» **Document extract**
Domestic Violence/Restraining Orders

Often times there is a dispute between persons who have a family relationship, domestic relationship, or are in some type of “protective relationship” which requires restraints or protections from abuse.  These restraints are determined by the court. Those protections are often in the form of a Temporary Restraining Order (“TRO”) and thereafter a Final Restraining Order (“FRO”).

 

When it is believed that there is some form of physical or mental abuse imposed upon you from another, an application for protection is filed with the court asking for temporary relief, such as a no-contact order.  The court will take brief and immediate testimony and determine if “good cause” exists to grant temporary restraints.  If the court grants the Temporary Restraining Order, shortly thereafter a Final Restraining Order hearing is set.  A TRO is then served upon the alleged aggressor at which point they must comply with all temporary restraints granted within the TRO.

 

After the TRO has been granted, the court will usually schedule a final hearing within 10 days. Therefore, the accused must act quickly to defend himself or herself. A FRO is issued when the court takes testimony and makes a determination that permanent restrictions are necessary. Typically this occurs after the victim has satisfied the court that restraints are necessary to protect the victim.

 

In most matters, after a restraining order has been issued criminal charges are also filed against the defendant. While the basis for the restraining order in the criminal charges often stem from the same act, the matters proceed in different courts. This can often be very costly, financially burdensome, timely, and embarrassing. The standard of proof for a Restraining Order is by a preponderance of the evidence, whereas criminal charges must be proven beyond a reasonable doubt.

» **Extracted entries**
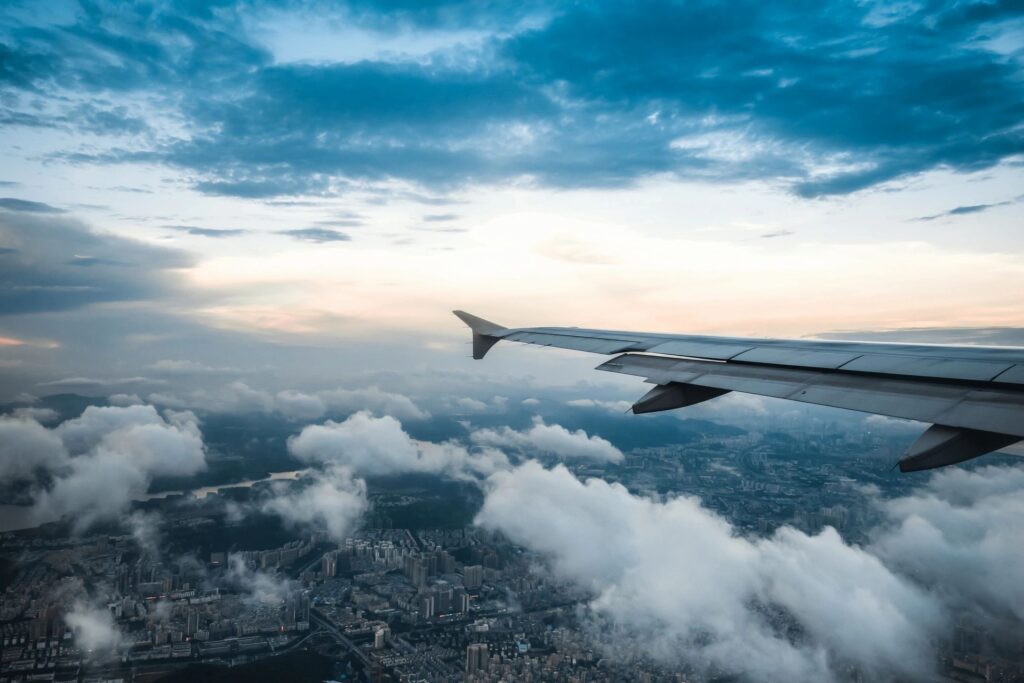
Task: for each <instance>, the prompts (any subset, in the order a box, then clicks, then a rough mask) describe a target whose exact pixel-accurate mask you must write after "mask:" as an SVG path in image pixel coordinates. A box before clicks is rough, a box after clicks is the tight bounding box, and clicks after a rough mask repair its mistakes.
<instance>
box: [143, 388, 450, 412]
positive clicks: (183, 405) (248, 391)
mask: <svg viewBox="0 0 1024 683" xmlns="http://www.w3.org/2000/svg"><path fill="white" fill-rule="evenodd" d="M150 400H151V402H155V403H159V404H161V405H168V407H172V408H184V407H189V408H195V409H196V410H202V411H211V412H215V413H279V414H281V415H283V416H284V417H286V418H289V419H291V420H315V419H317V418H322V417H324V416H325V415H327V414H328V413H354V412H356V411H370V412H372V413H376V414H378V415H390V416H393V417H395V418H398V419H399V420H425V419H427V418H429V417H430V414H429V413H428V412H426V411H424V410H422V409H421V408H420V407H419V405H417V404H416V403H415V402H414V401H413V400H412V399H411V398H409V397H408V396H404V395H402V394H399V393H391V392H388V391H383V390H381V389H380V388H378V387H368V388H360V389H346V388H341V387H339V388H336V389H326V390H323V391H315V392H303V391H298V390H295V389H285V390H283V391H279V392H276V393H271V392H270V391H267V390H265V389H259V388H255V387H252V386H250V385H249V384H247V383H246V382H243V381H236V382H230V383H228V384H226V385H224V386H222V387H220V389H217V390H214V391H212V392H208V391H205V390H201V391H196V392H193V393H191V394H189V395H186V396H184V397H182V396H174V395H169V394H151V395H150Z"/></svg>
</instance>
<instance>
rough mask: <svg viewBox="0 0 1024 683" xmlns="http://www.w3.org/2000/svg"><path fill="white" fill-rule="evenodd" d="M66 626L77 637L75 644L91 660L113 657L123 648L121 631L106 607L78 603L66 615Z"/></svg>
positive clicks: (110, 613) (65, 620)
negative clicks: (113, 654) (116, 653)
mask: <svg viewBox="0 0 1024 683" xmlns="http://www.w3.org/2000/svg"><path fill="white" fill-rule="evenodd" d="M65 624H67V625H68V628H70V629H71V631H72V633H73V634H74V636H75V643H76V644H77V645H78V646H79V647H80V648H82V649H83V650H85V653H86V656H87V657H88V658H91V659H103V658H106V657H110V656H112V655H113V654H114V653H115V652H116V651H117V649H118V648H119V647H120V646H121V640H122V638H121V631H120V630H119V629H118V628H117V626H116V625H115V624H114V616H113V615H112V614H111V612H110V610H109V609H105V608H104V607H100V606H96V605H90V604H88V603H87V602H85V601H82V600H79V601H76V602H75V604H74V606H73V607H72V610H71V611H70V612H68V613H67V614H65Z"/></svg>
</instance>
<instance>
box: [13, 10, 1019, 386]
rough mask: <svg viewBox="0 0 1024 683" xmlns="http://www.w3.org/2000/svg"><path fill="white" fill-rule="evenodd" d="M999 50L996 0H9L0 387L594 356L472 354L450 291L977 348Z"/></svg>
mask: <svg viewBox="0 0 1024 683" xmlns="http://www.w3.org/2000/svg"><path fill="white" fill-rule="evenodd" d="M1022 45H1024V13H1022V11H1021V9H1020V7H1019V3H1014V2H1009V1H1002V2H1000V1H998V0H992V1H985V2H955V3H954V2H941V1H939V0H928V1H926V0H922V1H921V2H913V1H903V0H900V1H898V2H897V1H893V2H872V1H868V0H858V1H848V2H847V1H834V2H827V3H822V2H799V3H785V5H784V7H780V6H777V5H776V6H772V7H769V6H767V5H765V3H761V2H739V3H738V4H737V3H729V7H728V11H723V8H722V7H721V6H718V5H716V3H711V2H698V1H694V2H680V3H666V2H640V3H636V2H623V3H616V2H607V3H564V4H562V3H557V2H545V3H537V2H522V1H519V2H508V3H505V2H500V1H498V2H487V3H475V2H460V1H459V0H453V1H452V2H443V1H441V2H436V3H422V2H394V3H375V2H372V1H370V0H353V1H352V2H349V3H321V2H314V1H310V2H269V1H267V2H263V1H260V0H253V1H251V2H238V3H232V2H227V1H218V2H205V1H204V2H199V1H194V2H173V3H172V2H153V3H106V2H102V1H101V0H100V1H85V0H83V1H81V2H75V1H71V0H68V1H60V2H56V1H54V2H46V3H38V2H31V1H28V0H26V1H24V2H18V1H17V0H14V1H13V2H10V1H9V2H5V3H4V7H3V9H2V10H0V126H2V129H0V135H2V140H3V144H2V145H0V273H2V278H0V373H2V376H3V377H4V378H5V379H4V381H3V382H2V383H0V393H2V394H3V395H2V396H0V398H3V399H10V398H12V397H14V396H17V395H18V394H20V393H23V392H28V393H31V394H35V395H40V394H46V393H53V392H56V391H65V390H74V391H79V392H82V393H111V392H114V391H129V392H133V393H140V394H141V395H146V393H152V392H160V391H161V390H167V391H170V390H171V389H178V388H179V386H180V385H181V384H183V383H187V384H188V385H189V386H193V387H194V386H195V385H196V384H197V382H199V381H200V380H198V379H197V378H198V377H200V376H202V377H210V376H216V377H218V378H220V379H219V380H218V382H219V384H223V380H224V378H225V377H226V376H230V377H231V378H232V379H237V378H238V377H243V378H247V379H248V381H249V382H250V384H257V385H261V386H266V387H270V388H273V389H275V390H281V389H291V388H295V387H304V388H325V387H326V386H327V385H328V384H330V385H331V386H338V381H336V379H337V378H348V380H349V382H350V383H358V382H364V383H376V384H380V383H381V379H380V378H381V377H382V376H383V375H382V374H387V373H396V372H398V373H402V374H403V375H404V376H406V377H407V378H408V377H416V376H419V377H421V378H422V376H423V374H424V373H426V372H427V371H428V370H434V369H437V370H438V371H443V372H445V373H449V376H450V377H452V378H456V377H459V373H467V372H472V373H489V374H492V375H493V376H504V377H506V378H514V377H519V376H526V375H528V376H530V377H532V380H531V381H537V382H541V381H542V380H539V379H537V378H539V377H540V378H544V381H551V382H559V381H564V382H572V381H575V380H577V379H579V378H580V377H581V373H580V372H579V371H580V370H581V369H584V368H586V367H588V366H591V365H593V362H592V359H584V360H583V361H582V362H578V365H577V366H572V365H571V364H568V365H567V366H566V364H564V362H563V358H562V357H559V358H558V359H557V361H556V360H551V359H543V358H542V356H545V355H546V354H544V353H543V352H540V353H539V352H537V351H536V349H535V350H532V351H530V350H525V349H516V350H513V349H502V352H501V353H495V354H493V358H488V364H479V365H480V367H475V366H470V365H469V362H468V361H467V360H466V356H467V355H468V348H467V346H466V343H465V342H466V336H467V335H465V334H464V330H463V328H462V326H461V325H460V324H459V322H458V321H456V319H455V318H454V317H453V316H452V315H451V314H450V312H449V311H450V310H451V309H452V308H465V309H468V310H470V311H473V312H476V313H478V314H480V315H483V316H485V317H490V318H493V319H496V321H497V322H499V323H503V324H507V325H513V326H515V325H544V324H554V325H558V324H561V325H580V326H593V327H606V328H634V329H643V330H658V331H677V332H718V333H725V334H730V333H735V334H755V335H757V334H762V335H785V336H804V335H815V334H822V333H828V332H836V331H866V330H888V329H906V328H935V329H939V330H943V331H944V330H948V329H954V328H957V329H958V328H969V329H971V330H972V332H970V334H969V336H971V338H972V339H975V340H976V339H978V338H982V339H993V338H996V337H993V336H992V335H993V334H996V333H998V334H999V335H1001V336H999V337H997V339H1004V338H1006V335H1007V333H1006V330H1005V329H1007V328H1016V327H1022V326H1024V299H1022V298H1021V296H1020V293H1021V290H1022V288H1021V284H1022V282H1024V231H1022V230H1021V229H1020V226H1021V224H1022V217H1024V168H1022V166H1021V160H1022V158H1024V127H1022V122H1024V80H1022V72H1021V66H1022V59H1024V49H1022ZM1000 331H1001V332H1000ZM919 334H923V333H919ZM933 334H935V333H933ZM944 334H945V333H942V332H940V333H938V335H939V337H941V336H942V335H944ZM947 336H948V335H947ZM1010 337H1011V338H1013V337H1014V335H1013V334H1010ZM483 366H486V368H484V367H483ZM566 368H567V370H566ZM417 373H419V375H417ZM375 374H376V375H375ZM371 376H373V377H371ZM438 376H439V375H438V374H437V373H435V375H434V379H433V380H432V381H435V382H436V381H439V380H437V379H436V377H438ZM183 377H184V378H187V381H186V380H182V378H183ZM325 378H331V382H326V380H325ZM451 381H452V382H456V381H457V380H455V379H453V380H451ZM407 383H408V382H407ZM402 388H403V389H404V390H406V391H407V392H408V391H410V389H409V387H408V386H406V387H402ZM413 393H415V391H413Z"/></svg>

* * *

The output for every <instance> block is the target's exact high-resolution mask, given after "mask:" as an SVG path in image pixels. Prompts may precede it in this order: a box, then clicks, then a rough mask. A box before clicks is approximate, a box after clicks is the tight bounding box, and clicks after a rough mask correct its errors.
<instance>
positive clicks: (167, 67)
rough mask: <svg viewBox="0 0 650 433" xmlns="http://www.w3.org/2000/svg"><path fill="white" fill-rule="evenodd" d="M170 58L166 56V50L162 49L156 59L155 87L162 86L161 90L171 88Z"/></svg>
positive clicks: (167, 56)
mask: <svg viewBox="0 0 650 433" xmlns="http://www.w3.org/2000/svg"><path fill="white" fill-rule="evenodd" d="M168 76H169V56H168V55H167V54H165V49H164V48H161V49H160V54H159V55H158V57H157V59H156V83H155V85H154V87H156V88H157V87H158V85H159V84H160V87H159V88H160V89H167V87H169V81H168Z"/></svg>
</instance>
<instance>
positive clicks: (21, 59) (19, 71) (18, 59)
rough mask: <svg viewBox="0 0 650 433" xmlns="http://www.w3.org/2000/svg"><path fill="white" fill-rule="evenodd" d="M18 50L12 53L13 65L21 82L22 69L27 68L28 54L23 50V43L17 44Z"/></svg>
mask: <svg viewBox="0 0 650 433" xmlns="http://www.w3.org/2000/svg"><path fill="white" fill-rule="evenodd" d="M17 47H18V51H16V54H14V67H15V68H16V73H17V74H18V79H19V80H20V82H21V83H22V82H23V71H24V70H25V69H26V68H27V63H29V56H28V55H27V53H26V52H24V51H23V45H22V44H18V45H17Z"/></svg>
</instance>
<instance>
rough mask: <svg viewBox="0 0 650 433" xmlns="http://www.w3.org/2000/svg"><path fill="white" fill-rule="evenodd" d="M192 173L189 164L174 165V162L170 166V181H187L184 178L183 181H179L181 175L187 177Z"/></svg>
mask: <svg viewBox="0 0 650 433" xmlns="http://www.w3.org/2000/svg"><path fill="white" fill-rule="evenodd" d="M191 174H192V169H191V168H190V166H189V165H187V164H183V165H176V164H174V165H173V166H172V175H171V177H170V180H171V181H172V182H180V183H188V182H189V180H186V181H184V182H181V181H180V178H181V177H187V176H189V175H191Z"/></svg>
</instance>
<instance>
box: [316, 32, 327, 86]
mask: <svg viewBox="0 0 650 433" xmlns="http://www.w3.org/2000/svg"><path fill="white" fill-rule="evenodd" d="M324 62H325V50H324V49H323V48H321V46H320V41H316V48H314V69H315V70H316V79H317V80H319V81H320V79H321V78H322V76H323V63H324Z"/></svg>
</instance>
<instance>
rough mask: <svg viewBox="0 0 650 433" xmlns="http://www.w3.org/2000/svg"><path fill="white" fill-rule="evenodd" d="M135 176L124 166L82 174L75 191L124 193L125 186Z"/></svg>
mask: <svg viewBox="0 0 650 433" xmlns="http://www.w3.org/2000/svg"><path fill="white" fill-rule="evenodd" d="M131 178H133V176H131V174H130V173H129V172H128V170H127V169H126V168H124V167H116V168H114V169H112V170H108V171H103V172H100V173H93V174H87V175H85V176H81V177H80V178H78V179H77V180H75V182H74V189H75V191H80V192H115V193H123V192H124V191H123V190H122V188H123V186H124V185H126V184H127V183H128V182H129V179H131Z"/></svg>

==

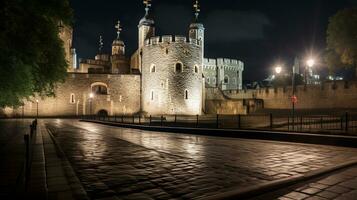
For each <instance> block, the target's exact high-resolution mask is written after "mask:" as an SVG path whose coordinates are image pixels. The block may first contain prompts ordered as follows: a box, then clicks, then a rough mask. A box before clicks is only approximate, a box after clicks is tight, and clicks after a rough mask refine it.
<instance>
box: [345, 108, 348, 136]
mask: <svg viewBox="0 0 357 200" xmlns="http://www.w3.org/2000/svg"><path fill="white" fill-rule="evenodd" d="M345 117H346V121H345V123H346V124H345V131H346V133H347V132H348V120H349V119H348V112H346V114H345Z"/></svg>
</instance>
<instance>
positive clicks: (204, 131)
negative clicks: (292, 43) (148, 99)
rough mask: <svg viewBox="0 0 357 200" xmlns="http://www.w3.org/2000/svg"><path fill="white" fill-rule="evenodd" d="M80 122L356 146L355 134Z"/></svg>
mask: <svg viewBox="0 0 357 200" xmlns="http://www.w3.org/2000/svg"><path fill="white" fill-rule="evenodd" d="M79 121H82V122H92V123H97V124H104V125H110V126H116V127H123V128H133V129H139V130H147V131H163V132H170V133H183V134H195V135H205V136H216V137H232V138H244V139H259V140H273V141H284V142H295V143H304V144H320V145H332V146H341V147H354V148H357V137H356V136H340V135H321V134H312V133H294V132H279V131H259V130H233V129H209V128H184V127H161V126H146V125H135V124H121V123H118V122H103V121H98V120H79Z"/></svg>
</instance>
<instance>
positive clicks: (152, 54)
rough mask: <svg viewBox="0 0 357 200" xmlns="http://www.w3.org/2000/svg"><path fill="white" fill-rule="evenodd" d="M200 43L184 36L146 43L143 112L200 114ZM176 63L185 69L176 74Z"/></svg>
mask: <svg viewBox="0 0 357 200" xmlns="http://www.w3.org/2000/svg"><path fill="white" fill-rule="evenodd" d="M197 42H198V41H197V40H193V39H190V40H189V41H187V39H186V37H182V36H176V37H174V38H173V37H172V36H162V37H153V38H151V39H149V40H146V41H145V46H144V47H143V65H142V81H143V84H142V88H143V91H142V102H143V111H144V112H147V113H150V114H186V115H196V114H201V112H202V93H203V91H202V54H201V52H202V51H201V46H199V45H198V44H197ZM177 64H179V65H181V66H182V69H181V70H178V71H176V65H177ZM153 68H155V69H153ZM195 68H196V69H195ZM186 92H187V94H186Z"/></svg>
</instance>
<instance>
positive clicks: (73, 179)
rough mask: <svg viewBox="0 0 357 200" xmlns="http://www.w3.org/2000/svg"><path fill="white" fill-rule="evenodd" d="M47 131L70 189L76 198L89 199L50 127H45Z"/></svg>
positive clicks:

» **Tasks**
1 – Print the part of the restraining order text from "In most matters, after" to "a reasonable doubt.".
2 – Write what comes next in the restraining order text, starting after its final sentence.
The records are drawn from a separate source that has nothing to do with the restraining order text.

» **Exercise answers**
1 –
In most matters, after a restraining order has been issued criminal charges are also filed against the defendant. While the basis for the restraining order in the criminal charges often stem from the same act, the matters proceed in different courts. This can often be very costly, financially burdensome, timely, and embarrassing. The standard of proof for a Restraining Order is by a preponderance of the evidence, whereas criminal charges must be proven beyond a reasonable doubt.

2 –
Whether a Temporary Restraining Order or a Final Restraining Order, these matters often disrupted lives of families. The restraining orders often restrict one parties ability to interact with the other. Often times a no contact order means that the accused cannot come within a certain distance of the other, cannot appear at the home, work, or public places where the victim is known to socialize.  The accused my not purchase a firearm, may be required to undergo psychiatric evaluation, and if a restraining order is granted oftentimes must report this to their place of employment. By statute, the accused will be arrested.

 

Not only are restraining orders humiliating, but they are very expensive. Not only is bail set, but when convicted the accused my face a $10,000 fine as well as 18 months of incarceration. To make matters worse, the accused will also need to hire a competent and aggressive attorney to defend him or her.

 

A final restraining orders are permanent and last forever. The only way to have a final restraining order removed is to file the appropriate motion with the court. Even if the alleged victim allows contact with them, you are will be held in violation of the order, despite their consent. You must know your rights, and you must act legally or you will face additional consequences such is a violation of the temporary restraining order.

 

The Mark Law Firm and their team of criminal defense attorneys are here to help, and routinely defend the accused throughout the state of New Jersey. Contact The Mark Law Firm for your consultation. “Click here” to tell us your story, or call 908-375-6767 for your immediate consultation. You can’t delay and you must act quickly.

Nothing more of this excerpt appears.